● Entries provided
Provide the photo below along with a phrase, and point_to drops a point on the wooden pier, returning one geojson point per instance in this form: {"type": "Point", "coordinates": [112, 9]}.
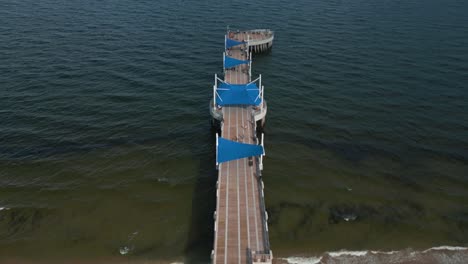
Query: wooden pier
{"type": "Point", "coordinates": [241, 230]}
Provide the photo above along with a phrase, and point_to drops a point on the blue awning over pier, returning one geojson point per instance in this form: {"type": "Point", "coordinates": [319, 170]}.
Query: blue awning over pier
{"type": "Point", "coordinates": [231, 150]}
{"type": "Point", "coordinates": [231, 62]}
{"type": "Point", "coordinates": [238, 94]}
{"type": "Point", "coordinates": [232, 43]}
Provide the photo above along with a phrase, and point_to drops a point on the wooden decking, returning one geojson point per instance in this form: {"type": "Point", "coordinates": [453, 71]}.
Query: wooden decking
{"type": "Point", "coordinates": [240, 225]}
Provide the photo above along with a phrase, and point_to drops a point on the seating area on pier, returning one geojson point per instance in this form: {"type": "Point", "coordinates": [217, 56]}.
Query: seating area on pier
{"type": "Point", "coordinates": [241, 228]}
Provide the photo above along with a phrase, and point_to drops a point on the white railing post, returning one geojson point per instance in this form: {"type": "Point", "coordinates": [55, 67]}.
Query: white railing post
{"type": "Point", "coordinates": [260, 82]}
{"type": "Point", "coordinates": [250, 65]}
{"type": "Point", "coordinates": [224, 59]}
{"type": "Point", "coordinates": [263, 97]}
{"type": "Point", "coordinates": [217, 164]}
{"type": "Point", "coordinates": [214, 98]}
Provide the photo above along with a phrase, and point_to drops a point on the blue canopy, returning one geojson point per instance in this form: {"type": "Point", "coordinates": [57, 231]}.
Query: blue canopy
{"type": "Point", "coordinates": [238, 94]}
{"type": "Point", "coordinates": [232, 43]}
{"type": "Point", "coordinates": [230, 150]}
{"type": "Point", "coordinates": [231, 62]}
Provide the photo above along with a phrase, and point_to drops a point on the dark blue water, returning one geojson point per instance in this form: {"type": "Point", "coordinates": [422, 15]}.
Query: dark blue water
{"type": "Point", "coordinates": [105, 141]}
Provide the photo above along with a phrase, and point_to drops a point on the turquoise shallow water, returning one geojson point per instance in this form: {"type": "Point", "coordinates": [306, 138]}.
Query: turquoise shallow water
{"type": "Point", "coordinates": [105, 141]}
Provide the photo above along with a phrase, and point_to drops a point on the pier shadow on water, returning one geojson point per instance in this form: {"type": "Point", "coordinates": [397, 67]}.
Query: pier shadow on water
{"type": "Point", "coordinates": [201, 230]}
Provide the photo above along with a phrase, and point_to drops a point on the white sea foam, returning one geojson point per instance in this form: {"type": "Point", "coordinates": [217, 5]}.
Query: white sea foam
{"type": "Point", "coordinates": [347, 253]}
{"type": "Point", "coordinates": [445, 248]}
{"type": "Point", "coordinates": [383, 252]}
{"type": "Point", "coordinates": [303, 260]}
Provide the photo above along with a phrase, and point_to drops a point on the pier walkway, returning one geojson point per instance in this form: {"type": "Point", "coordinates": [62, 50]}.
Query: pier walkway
{"type": "Point", "coordinates": [241, 230]}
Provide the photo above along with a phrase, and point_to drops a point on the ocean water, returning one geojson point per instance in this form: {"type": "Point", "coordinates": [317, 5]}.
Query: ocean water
{"type": "Point", "coordinates": [106, 151]}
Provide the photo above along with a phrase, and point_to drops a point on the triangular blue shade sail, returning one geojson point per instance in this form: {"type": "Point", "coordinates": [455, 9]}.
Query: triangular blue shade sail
{"type": "Point", "coordinates": [232, 43]}
{"type": "Point", "coordinates": [238, 94]}
{"type": "Point", "coordinates": [230, 150]}
{"type": "Point", "coordinates": [231, 62]}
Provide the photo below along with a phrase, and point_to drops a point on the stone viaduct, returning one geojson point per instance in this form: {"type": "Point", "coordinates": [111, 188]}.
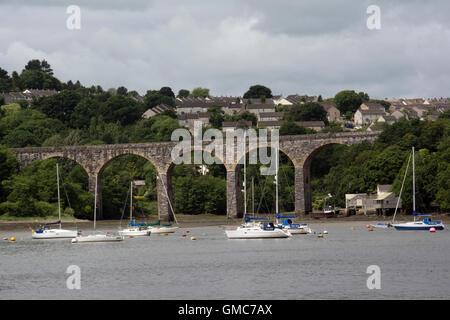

● Exercise description
Reproduce the preceding material exactly, skipping pictures.

● Answer to this task
Provide the photo below along with a phrase, and point_to drops a point on the wooden pier, returning one geojson point per instance in this form: {"type": "Point", "coordinates": [112, 9]}.
Query: wooden pier
{"type": "Point", "coordinates": [241, 230]}
Provide the photo above along with a phrase, and point_to drops a point on the blue awning over pier, returning one geojson point per instance in this form: {"type": "Point", "coordinates": [319, 170]}.
Query: blue awning over pier
{"type": "Point", "coordinates": [231, 150]}
{"type": "Point", "coordinates": [231, 62]}
{"type": "Point", "coordinates": [238, 94]}
{"type": "Point", "coordinates": [232, 43]}
Provide the photo above along with a phrase, and point_to drops a point on the wooden decking, returning one geojson point per instance in this form: {"type": "Point", "coordinates": [453, 71]}.
Query: wooden decking
{"type": "Point", "coordinates": [240, 225]}
Provide the photo above along with a phrase, and point_to drops a point on the seating area on pier, returning one geojson point per instance in this form: {"type": "Point", "coordinates": [217, 56]}.
Query: seating area on pier
{"type": "Point", "coordinates": [241, 228]}
Provide the photo above along with a phrase, and point_to drops a point on the white railing post, returning one geojson point per instance in this form: {"type": "Point", "coordinates": [55, 67]}.
Query: white railing post
{"type": "Point", "coordinates": [260, 82]}
{"type": "Point", "coordinates": [250, 65]}
{"type": "Point", "coordinates": [224, 59]}
{"type": "Point", "coordinates": [263, 97]}
{"type": "Point", "coordinates": [217, 164]}
{"type": "Point", "coordinates": [214, 98]}
Provide the photo above along with a phrase, and point_to drops a point on the blue canopy, returning one geojson point per instance in this form: {"type": "Point", "coordinates": [57, 231]}.
Query: blue canopy
{"type": "Point", "coordinates": [238, 94]}
{"type": "Point", "coordinates": [232, 43]}
{"type": "Point", "coordinates": [230, 150]}
{"type": "Point", "coordinates": [231, 62]}
Provide the photo above along with a phrase, and point_to drops a point on the dark blue water, returning one geojson point per instance in this form: {"type": "Point", "coordinates": [422, 15]}.
Query: dark blue water
{"type": "Point", "coordinates": [105, 141]}
Provide the photo above along with a phrase, and point_to drops a point on the turquoise shallow water, returning one geojson point per instance in this form: {"type": "Point", "coordinates": [306, 138]}.
Query: turquoise shallow water
{"type": "Point", "coordinates": [105, 141]}
Provide the photo above along with a phrase, and point_to drops a point on the pier shadow on water, returning one geojson point per instance in this form: {"type": "Point", "coordinates": [397, 67]}.
Query: pier shadow on water
{"type": "Point", "coordinates": [201, 230]}
Provide the photo above along with a phrase, and point_to drops a point on the white sea foam, returning one geojson point per instance in this form: {"type": "Point", "coordinates": [217, 5]}.
Query: white sea foam
{"type": "Point", "coordinates": [347, 253]}
{"type": "Point", "coordinates": [445, 248]}
{"type": "Point", "coordinates": [383, 252]}
{"type": "Point", "coordinates": [303, 260]}
Provide the photo above along with a phrase, and point_to drops a point on the pier walkway, returning one geojson point per instance in this form: {"type": "Point", "coordinates": [62, 50]}.
Query: pier walkway
{"type": "Point", "coordinates": [241, 230]}
Provide the photo above along with a phrase, and point_to drops a point on the ocean water, returning one geojson point per instance in this form: {"type": "Point", "coordinates": [317, 5]}.
Query: ocean water
{"type": "Point", "coordinates": [106, 151]}
Provide the photo above along with a phrase, and point_to drops a point on the triangular blue shade sail, returning one geojson point per instance in this form: {"type": "Point", "coordinates": [455, 9]}.
Query: triangular blue shade sail
{"type": "Point", "coordinates": [232, 43]}
{"type": "Point", "coordinates": [238, 94]}
{"type": "Point", "coordinates": [230, 150]}
{"type": "Point", "coordinates": [231, 62]}
Provide the photo below along with a phrase, and point_to drops a point on the stone viaduct, returning one geojson point per instance in this form: {"type": "Point", "coordinates": [111, 188]}.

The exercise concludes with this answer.